● **Aufgabenstellung**: Schreibe aus dem Text zur Kritik am Gelsenkirchener Gutachten die Passage von „So habe man“ bis einschließlich „bei einer GmbH.“ wortgetreu ab.

___ Extrahierter Text

Kritik: Gutachten nimmt nicht auf Eigenheiten Gelsenkirchens Rücksicht

Mit einer klaren inhaltlichen Bewertung der Vorschläge hielt sich die Politik nach Vorstellung des Gutachtens weitestgehend zurück – wohl aber wurde Atilla Öner von der SPD-Fraktion nach der Sitzung deutlich und sprach gegenüber der WAZ von einem „zwar professionell aufgesetzten, aber doch recht standardisiertem Gutachten“, das „nicht auf die Eigenheiten Gelsenkirchens zugeschnitten“ sei.

So habe man beispielsweise überhaupt nicht berücksichtigt, welche Rolle Stadttöchter wie die Stadterneuerungsgesellschaft oder die Stadtmarketing GmbH bei einer künftigen Neuaufstellung der Wirtschaftsförderung noch spielen würden, so der Unternehmer. „Die steuerlichen Aspekte, die der Stadt durchaus teuer zustehen kommen können, wurden unter dem Einwand, das seien rechtliche Fragen, zudem erst gar nicht mit berücksichtigt“, ergänzte Öner mit Blick auf die anfallende Umsatzsteuer bei einer GmbH.

______
___ Extrahierte Angaben

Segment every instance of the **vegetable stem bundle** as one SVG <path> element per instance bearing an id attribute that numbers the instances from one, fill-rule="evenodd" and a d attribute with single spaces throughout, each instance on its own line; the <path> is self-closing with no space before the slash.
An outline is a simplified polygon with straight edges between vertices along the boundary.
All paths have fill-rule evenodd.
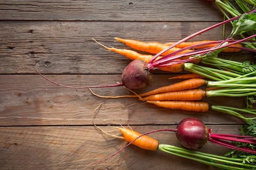
<path id="1" fill-rule="evenodd" d="M 144 149 L 153 151 L 159 150 L 174 155 L 193 160 L 209 166 L 221 168 L 225 170 L 243 170 L 245 168 L 250 168 L 252 169 L 256 168 L 256 166 L 251 165 L 249 162 L 248 163 L 247 162 L 245 162 L 245 159 L 247 158 L 246 157 L 244 159 L 230 158 L 203 153 L 170 145 L 159 144 L 157 140 L 146 136 L 150 133 L 162 131 L 175 132 L 177 139 L 185 147 L 188 146 L 190 147 L 193 146 L 193 148 L 194 149 L 200 148 L 205 144 L 206 141 L 209 140 L 213 143 L 224 147 L 238 149 L 243 152 L 256 153 L 256 151 L 249 148 L 237 147 L 232 144 L 223 140 L 227 140 L 255 144 L 256 141 L 255 139 L 253 138 L 253 137 L 243 135 L 212 134 L 211 133 L 211 130 L 210 129 L 209 129 L 208 134 L 207 128 L 204 124 L 197 119 L 190 118 L 184 119 L 178 124 L 177 129 L 158 130 L 144 134 L 141 134 L 137 132 L 124 128 L 118 128 L 123 135 L 124 137 L 108 134 L 99 127 L 97 126 L 94 122 L 93 123 L 96 127 L 99 128 L 104 133 L 113 137 L 125 139 L 129 142 L 118 151 L 94 163 L 106 161 L 117 154 L 130 145 L 133 144 Z M 184 128 L 185 127 L 186 128 Z M 197 128 L 195 128 L 195 127 Z M 191 133 L 194 134 L 194 135 L 191 135 Z M 191 138 L 194 139 L 193 139 Z"/>

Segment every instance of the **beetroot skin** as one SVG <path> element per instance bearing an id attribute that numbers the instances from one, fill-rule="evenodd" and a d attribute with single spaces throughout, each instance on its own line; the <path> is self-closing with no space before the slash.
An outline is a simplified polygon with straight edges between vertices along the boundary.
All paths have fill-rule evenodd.
<path id="1" fill-rule="evenodd" d="M 198 119 L 189 118 L 177 126 L 176 136 L 185 147 L 191 149 L 202 148 L 207 142 L 209 132 L 204 123 Z"/>
<path id="2" fill-rule="evenodd" d="M 135 60 L 124 68 L 122 74 L 122 83 L 131 89 L 146 86 L 152 80 L 153 74 L 147 67 L 147 63 L 141 60 Z"/>

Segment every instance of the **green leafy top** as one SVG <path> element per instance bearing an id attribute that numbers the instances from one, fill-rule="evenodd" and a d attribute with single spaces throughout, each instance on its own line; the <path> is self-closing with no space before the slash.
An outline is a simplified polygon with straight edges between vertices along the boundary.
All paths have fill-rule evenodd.
<path id="1" fill-rule="evenodd" d="M 233 23 L 233 30 L 229 38 L 247 32 L 256 30 L 256 13 L 244 13 Z"/>

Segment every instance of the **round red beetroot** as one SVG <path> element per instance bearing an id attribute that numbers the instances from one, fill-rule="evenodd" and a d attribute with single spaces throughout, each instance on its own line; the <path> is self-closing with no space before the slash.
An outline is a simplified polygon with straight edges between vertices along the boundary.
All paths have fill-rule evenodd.
<path id="1" fill-rule="evenodd" d="M 184 119 L 179 123 L 176 136 L 184 147 L 197 149 L 206 143 L 209 132 L 202 121 L 198 119 L 189 118 Z"/>
<path id="2" fill-rule="evenodd" d="M 152 73 L 147 67 L 147 63 L 141 60 L 135 60 L 124 68 L 122 83 L 131 89 L 145 87 L 152 80 Z"/>

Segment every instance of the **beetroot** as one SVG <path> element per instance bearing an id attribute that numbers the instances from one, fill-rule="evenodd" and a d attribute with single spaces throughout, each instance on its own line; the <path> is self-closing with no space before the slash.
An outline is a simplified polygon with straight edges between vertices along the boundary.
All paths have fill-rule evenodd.
<path id="1" fill-rule="evenodd" d="M 104 86 L 90 86 L 86 87 L 72 87 L 57 83 L 36 71 L 43 78 L 49 82 L 63 87 L 72 88 L 87 88 L 99 87 L 117 87 L 124 86 L 128 88 L 137 89 L 145 87 L 152 80 L 151 71 L 147 67 L 147 63 L 141 60 L 135 60 L 131 62 L 124 68 L 122 74 L 121 82 L 120 83 Z"/>
<path id="2" fill-rule="evenodd" d="M 185 147 L 197 149 L 203 147 L 208 139 L 208 130 L 200 120 L 189 118 L 178 124 L 176 136 Z"/>
<path id="3" fill-rule="evenodd" d="M 147 68 L 147 63 L 141 60 L 135 60 L 124 68 L 121 82 L 131 89 L 146 86 L 152 80 L 153 75 Z"/>

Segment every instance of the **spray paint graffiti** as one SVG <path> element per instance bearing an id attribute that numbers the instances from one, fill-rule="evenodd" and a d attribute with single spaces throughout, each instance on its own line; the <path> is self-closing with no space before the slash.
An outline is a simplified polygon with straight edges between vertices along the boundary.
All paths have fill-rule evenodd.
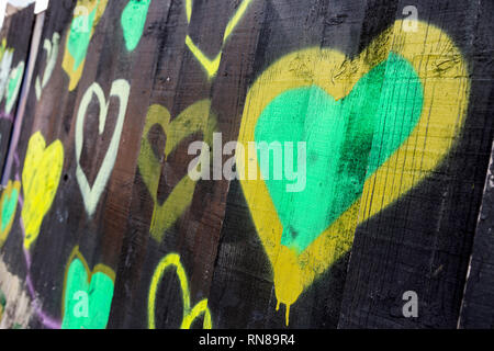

______

● **Schriftliche Antwort**:
So habe man beispielsweise überhaupt nicht berücksichtigt, welche Rolle Stadttöchter wie die Stadterneuerungsgesellschaft oder die Stadtmarketing GmbH bei einer künftigen Neuaufstellung der Wirtschaftsförderung noch spielen würden, so der Unternehmer. „Die steuerlichen Aspekte, die der Stadt durchaus teuer zustehen kommen können, wurden unter dem Einwand, das seien rechtliche Fragen, zudem erst gar nicht mit berücksichtigt“, ergänzte Öner mit Blick auf die anfallende Umsatzsteuer bei einer GmbH.